### WORK TO BE COMPLETED
Which lines have the string "hair"? Copy all of them from the entries below.

### PROVIDED RECORDS
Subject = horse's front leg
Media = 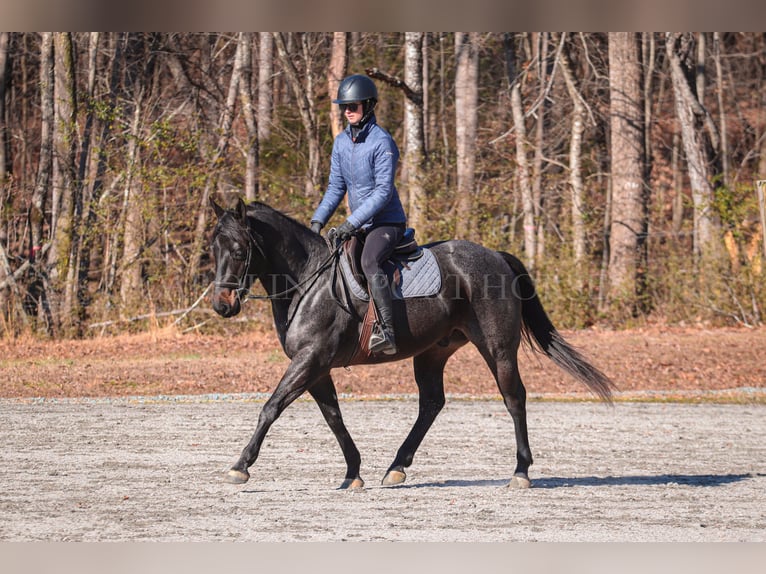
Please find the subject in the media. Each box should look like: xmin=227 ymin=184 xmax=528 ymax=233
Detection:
xmin=308 ymin=375 xmax=364 ymax=490
xmin=225 ymin=353 xmax=326 ymax=484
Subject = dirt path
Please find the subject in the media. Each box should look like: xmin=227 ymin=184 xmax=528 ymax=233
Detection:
xmin=1 ymin=397 xmax=763 ymax=541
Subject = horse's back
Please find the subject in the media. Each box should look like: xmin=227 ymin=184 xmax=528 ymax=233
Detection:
xmin=427 ymin=239 xmax=514 ymax=279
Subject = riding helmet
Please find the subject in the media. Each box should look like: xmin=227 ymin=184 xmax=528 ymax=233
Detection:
xmin=333 ymin=74 xmax=378 ymax=105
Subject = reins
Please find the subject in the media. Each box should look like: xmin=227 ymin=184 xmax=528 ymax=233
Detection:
xmin=214 ymin=225 xmax=344 ymax=303
xmin=244 ymin=243 xmax=342 ymax=301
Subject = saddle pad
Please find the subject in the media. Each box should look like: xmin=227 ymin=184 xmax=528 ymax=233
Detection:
xmin=339 ymin=247 xmax=442 ymax=301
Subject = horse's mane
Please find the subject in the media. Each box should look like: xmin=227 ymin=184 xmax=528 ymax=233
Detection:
xmin=244 ymin=201 xmax=327 ymax=257
xmin=247 ymin=201 xmax=310 ymax=233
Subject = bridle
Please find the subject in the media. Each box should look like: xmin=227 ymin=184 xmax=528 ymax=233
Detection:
xmin=213 ymin=225 xmax=343 ymax=303
xmin=212 ymin=227 xmax=261 ymax=301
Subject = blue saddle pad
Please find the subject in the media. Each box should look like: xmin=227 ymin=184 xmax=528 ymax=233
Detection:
xmin=339 ymin=247 xmax=442 ymax=301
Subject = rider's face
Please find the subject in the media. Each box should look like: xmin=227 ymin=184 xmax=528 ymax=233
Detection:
xmin=342 ymin=101 xmax=364 ymax=125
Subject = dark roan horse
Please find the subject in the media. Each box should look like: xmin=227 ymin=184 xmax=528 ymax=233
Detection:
xmin=209 ymin=198 xmax=616 ymax=489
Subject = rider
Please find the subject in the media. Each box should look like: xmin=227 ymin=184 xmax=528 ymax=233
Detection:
xmin=310 ymin=74 xmax=406 ymax=356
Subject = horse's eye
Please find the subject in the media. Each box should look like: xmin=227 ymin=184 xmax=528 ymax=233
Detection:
xmin=234 ymin=249 xmax=247 ymax=261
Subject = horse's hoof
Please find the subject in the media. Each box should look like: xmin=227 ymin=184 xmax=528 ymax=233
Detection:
xmin=381 ymin=469 xmax=406 ymax=486
xmin=224 ymin=469 xmax=250 ymax=484
xmin=507 ymin=474 xmax=532 ymax=489
xmin=339 ymin=477 xmax=365 ymax=490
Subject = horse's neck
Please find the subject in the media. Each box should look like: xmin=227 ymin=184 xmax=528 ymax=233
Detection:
xmin=249 ymin=211 xmax=326 ymax=346
xmin=249 ymin=210 xmax=323 ymax=295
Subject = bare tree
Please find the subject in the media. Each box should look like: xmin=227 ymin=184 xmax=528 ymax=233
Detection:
xmin=27 ymin=33 xmax=55 ymax=330
xmin=559 ymin=34 xmax=588 ymax=266
xmin=0 ymin=32 xmax=8 ymax=188
xmin=454 ymin=32 xmax=479 ymax=240
xmin=328 ymin=32 xmax=347 ymax=139
xmin=666 ymin=32 xmax=721 ymax=261
xmin=188 ymin=34 xmax=244 ymax=282
xmin=532 ymin=32 xmax=552 ymax=262
xmin=116 ymin=35 xmax=153 ymax=312
xmin=504 ymin=33 xmax=536 ymax=265
xmin=0 ymin=32 xmax=11 ymax=319
xmin=607 ymin=32 xmax=647 ymax=311
xmin=712 ymin=32 xmax=730 ymax=189
xmin=238 ymin=32 xmax=259 ymax=202
xmin=44 ymin=32 xmax=80 ymax=329
xmin=274 ymin=32 xmax=321 ymax=196
xmin=404 ymin=32 xmax=427 ymax=235
xmin=257 ymin=32 xmax=273 ymax=143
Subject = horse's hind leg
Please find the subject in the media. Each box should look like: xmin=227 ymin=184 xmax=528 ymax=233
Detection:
xmin=480 ymin=347 xmax=533 ymax=488
xmin=308 ymin=375 xmax=364 ymax=490
xmin=382 ymin=346 xmax=455 ymax=486
xmin=499 ymin=361 xmax=533 ymax=488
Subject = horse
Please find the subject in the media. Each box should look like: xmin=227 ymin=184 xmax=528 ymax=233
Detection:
xmin=209 ymin=198 xmax=615 ymax=489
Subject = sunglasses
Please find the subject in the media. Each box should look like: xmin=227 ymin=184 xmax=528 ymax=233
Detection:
xmin=340 ymin=102 xmax=361 ymax=112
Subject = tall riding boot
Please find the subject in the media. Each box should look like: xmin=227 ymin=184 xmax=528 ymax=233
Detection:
xmin=368 ymin=272 xmax=397 ymax=355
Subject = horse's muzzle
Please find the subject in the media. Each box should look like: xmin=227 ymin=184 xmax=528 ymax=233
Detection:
xmin=211 ymin=288 xmax=242 ymax=318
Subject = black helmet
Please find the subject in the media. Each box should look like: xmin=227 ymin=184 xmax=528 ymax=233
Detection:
xmin=333 ymin=74 xmax=378 ymax=104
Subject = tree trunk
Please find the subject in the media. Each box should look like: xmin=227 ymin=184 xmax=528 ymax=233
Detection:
xmin=454 ymin=32 xmax=479 ymax=240
xmin=713 ymin=32 xmax=730 ymax=189
xmin=607 ymin=32 xmax=647 ymax=311
xmin=0 ymin=32 xmax=11 ymax=319
xmin=404 ymin=32 xmax=427 ymax=236
xmin=257 ymin=32 xmax=273 ymax=143
xmin=559 ymin=34 xmax=587 ymax=265
xmin=46 ymin=32 xmax=79 ymax=330
xmin=532 ymin=32 xmax=550 ymax=262
xmin=666 ymin=32 xmax=721 ymax=261
xmin=238 ymin=32 xmax=259 ymax=202
xmin=328 ymin=32 xmax=347 ymax=139
xmin=0 ymin=32 xmax=8 ymax=186
xmin=79 ymin=33 xmax=123 ymax=316
xmin=29 ymin=33 xmax=55 ymax=331
xmin=274 ymin=33 xmax=321 ymax=196
xmin=31 ymin=34 xmax=54 ymax=262
xmin=188 ymin=35 xmax=244 ymax=282
xmin=422 ymin=33 xmax=430 ymax=154
xmin=117 ymin=38 xmax=150 ymax=312
xmin=504 ymin=33 xmax=536 ymax=266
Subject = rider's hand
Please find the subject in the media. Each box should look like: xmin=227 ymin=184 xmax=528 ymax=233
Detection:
xmin=310 ymin=221 xmax=323 ymax=235
xmin=336 ymin=220 xmax=356 ymax=241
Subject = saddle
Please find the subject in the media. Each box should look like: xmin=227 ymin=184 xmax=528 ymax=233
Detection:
xmin=330 ymin=227 xmax=442 ymax=364
xmin=342 ymin=227 xmax=423 ymax=293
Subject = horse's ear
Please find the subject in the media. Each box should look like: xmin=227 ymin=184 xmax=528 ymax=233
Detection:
xmin=210 ymin=197 xmax=225 ymax=219
xmin=236 ymin=197 xmax=248 ymax=221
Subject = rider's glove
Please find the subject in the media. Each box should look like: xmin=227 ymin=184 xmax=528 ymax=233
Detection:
xmin=336 ymin=220 xmax=356 ymax=242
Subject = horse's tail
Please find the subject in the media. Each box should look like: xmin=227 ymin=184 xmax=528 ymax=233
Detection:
xmin=498 ymin=251 xmax=616 ymax=404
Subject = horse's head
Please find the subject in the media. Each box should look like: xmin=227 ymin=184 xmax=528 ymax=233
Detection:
xmin=209 ymin=197 xmax=257 ymax=318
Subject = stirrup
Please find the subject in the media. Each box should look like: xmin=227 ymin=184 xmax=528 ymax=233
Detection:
xmin=369 ymin=326 xmax=397 ymax=355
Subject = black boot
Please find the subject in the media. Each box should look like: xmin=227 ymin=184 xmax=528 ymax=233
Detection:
xmin=368 ymin=272 xmax=397 ymax=355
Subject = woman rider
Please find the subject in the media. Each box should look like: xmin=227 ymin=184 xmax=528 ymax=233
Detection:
xmin=310 ymin=74 xmax=406 ymax=356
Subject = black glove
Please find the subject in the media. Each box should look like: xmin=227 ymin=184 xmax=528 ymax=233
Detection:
xmin=310 ymin=221 xmax=323 ymax=234
xmin=336 ymin=220 xmax=356 ymax=241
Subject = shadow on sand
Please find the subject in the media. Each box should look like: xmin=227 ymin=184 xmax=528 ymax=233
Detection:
xmin=391 ymin=473 xmax=758 ymax=490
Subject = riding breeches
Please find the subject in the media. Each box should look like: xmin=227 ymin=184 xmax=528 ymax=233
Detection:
xmin=360 ymin=224 xmax=405 ymax=284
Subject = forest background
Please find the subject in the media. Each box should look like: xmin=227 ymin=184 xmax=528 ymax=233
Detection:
xmin=0 ymin=32 xmax=764 ymax=339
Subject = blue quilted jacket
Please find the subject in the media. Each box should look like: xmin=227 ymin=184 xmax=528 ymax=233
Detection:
xmin=311 ymin=115 xmax=406 ymax=230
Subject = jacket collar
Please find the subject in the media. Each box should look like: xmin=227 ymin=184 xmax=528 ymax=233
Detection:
xmin=347 ymin=113 xmax=377 ymax=143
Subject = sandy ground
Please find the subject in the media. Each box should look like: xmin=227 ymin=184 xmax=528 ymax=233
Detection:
xmin=0 ymin=397 xmax=763 ymax=542
xmin=1 ymin=325 xmax=764 ymax=542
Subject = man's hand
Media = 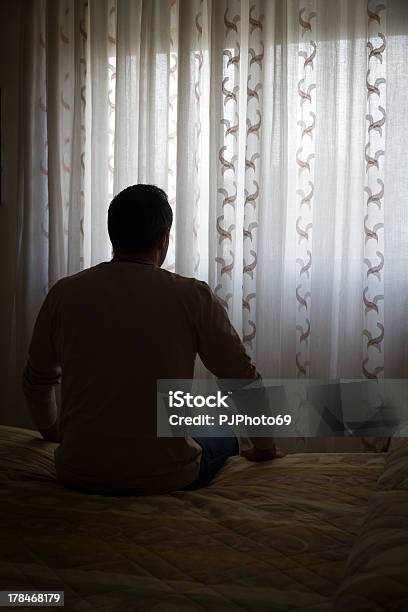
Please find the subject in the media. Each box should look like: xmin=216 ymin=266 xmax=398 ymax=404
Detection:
xmin=242 ymin=444 xmax=286 ymax=462
xmin=39 ymin=420 xmax=61 ymax=443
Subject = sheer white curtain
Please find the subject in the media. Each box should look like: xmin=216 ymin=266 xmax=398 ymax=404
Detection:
xmin=9 ymin=0 xmax=408 ymax=428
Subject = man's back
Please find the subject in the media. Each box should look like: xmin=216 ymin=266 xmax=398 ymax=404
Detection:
xmin=24 ymin=260 xmax=258 ymax=494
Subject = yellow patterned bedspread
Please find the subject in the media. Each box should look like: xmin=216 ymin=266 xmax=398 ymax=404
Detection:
xmin=0 ymin=426 xmax=385 ymax=611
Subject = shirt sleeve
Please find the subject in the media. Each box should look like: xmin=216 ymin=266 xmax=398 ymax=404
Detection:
xmin=193 ymin=280 xmax=275 ymax=454
xmin=194 ymin=280 xmax=259 ymax=380
xmin=22 ymin=287 xmax=62 ymax=430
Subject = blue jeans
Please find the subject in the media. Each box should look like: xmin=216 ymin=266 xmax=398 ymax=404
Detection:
xmin=184 ymin=435 xmax=239 ymax=490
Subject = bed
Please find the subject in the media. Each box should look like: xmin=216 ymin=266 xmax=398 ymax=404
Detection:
xmin=0 ymin=425 xmax=407 ymax=611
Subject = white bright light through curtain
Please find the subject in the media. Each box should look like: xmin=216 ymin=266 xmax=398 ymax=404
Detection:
xmin=15 ymin=0 xmax=408 ymax=398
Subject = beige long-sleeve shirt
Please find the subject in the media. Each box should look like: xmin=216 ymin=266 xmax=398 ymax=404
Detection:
xmin=22 ymin=261 xmax=260 ymax=494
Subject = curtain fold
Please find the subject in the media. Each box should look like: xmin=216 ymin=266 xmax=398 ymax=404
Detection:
xmin=175 ymin=0 xmax=206 ymax=278
xmin=384 ymin=0 xmax=408 ymax=378
xmin=7 ymin=0 xmax=408 ymax=438
xmin=13 ymin=0 xmax=49 ymax=414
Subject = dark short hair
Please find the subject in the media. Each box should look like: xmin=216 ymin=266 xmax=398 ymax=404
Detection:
xmin=108 ymin=184 xmax=173 ymax=253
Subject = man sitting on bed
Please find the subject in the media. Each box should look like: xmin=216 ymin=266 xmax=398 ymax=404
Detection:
xmin=22 ymin=184 xmax=283 ymax=495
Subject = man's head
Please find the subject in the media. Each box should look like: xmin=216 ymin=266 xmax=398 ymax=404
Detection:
xmin=108 ymin=184 xmax=173 ymax=266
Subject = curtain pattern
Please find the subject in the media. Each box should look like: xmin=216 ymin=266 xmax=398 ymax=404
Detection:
xmin=294 ymin=2 xmax=316 ymax=378
xmin=363 ymin=4 xmax=386 ymax=380
xmin=213 ymin=1 xmax=242 ymax=338
xmin=12 ymin=0 xmax=408 ymax=437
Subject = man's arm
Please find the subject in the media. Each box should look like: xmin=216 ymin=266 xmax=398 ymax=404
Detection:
xmin=22 ymin=288 xmax=62 ymax=442
xmin=193 ymin=281 xmax=283 ymax=461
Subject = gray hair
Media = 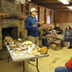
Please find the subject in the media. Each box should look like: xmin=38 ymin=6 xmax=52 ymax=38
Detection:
xmin=50 ymin=25 xmax=54 ymax=28
xmin=56 ymin=23 xmax=59 ymax=26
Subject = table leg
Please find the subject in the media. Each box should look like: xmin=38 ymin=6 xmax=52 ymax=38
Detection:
xmin=36 ymin=58 xmax=39 ymax=72
xmin=8 ymin=55 xmax=10 ymax=63
xmin=23 ymin=61 xmax=25 ymax=72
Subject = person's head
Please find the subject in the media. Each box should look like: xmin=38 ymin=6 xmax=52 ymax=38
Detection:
xmin=66 ymin=25 xmax=71 ymax=30
xmin=56 ymin=23 xmax=59 ymax=27
xmin=30 ymin=8 xmax=38 ymax=17
xmin=50 ymin=25 xmax=54 ymax=30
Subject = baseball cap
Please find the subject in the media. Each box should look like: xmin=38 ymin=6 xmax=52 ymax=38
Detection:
xmin=30 ymin=8 xmax=38 ymax=12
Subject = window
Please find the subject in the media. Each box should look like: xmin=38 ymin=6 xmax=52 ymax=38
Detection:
xmin=47 ymin=15 xmax=50 ymax=24
xmin=35 ymin=15 xmax=38 ymax=21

### ANSWER
Subject = dark short hair
Subject = gray hair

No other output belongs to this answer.